-- Extracted records start --
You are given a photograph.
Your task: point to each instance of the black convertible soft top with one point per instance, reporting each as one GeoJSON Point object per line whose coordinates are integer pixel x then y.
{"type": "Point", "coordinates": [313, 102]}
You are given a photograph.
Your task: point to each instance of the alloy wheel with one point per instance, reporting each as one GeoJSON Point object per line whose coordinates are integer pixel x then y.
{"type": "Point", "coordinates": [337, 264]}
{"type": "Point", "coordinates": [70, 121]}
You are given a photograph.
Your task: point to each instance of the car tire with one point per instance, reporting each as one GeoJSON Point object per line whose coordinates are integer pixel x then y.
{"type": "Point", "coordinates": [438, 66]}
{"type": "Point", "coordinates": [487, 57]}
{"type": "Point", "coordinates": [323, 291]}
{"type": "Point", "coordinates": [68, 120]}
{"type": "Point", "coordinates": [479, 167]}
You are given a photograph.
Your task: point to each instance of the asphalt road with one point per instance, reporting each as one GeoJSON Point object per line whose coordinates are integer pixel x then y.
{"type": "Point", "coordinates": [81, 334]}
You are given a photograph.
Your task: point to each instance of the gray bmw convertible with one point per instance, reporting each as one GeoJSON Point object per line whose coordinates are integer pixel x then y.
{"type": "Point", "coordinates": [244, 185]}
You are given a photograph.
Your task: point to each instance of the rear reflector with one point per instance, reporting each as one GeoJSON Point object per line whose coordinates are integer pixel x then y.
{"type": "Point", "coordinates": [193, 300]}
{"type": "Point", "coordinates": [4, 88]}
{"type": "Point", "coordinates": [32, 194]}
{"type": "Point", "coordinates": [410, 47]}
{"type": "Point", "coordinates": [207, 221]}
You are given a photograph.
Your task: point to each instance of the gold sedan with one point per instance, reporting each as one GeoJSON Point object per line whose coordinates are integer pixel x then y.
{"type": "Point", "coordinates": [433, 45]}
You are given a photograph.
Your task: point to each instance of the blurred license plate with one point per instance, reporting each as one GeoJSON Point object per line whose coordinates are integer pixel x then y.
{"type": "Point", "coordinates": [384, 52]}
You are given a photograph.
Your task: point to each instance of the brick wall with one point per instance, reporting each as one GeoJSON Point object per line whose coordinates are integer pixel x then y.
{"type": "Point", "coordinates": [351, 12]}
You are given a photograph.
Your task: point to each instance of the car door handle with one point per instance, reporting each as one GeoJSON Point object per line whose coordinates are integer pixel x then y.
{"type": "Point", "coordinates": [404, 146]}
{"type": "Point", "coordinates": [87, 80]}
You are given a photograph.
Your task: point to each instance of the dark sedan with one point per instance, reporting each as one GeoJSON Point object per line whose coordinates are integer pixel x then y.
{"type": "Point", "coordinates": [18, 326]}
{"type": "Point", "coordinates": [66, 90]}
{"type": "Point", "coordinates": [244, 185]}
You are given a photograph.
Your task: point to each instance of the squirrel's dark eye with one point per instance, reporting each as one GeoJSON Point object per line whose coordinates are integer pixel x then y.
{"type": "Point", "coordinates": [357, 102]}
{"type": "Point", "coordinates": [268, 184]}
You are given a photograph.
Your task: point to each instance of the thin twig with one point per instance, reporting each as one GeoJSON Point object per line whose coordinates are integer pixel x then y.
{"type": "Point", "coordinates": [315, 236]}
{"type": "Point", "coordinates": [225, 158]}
-- Extracted records end --
Report each line of the records above that contains the word "convertible", reproducing every such line without changes.

* [Exercise result]:
Your task: point to each instance of the black convertible soft top with one point per instance, reporting each as one GeoJSON Point object per line whose coordinates are integer pixel x then y.
Your task: point to each instance of the gray bmw convertible with one point per instance, reporting each as one GeoJSON Point object per line whose coordinates are integer pixel x then y.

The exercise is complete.